> [Data excerpts]:
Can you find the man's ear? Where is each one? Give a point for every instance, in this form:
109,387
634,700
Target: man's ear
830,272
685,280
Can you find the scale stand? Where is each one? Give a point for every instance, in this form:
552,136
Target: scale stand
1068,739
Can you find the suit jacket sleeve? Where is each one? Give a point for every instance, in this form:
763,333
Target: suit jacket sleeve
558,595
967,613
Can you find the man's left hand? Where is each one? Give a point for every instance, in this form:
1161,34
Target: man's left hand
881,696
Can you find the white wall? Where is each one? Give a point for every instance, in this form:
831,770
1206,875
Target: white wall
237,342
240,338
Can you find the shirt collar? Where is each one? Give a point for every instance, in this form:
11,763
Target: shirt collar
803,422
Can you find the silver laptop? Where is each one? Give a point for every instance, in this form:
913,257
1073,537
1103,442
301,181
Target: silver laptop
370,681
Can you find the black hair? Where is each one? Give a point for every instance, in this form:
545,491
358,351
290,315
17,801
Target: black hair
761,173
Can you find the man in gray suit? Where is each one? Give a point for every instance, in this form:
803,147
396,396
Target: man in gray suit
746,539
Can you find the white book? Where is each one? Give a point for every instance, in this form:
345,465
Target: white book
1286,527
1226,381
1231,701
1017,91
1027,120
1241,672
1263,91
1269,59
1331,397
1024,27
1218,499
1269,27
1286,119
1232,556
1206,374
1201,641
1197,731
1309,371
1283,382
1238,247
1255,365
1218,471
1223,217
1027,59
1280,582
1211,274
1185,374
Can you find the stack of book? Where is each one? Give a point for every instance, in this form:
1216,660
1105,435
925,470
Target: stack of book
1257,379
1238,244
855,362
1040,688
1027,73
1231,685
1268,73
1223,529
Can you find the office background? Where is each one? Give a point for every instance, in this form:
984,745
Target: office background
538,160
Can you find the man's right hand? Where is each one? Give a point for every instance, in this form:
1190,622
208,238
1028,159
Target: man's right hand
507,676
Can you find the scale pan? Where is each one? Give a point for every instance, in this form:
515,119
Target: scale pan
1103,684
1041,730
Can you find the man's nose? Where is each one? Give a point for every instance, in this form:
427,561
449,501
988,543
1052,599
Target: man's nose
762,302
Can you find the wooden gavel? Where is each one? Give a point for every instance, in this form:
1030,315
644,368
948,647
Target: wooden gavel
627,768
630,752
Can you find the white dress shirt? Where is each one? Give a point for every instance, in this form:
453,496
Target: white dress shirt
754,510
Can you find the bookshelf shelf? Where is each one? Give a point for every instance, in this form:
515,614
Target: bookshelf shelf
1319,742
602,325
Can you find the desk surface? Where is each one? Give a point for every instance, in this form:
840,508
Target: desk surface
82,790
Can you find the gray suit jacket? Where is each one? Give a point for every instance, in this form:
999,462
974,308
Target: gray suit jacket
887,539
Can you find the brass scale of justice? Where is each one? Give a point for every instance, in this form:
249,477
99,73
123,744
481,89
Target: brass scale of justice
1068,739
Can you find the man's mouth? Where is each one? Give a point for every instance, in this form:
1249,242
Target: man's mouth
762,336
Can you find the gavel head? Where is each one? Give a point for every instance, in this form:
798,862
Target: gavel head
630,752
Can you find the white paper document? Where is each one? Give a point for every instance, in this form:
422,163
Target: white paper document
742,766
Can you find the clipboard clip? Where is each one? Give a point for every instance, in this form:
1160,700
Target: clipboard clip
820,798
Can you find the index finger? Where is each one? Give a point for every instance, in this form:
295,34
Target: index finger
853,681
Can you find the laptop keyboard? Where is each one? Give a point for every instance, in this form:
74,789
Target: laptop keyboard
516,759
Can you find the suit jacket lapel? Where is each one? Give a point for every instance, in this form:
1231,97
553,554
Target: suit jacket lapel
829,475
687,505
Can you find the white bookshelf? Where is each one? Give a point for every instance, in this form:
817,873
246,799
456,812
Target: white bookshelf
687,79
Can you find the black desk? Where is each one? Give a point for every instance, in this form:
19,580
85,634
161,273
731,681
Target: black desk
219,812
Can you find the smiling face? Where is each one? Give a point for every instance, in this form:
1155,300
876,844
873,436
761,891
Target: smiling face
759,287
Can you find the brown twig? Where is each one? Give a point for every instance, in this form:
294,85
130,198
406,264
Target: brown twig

> [Your task]: Scale the material from the line that contains "Can you find the smiling" through the end of the material. Rewrite each of those lines, requests included, multiplying every answer coordinate by 0.75 and rounding to whole numbers, with halves rounded up, and leave the numbers in the requests and their sample points unchanged.

> [Exercise answer]:
Can you find the smiling face? Where is each one? Give a point for every instance, in this form:
1155,300
876,844
873,436
761,891
Target: smiling face
569,215
Can you find the brown twig? Where is each one? Give a point for every instance, in this form:
294,85
130,198
406,264
Target: brown twig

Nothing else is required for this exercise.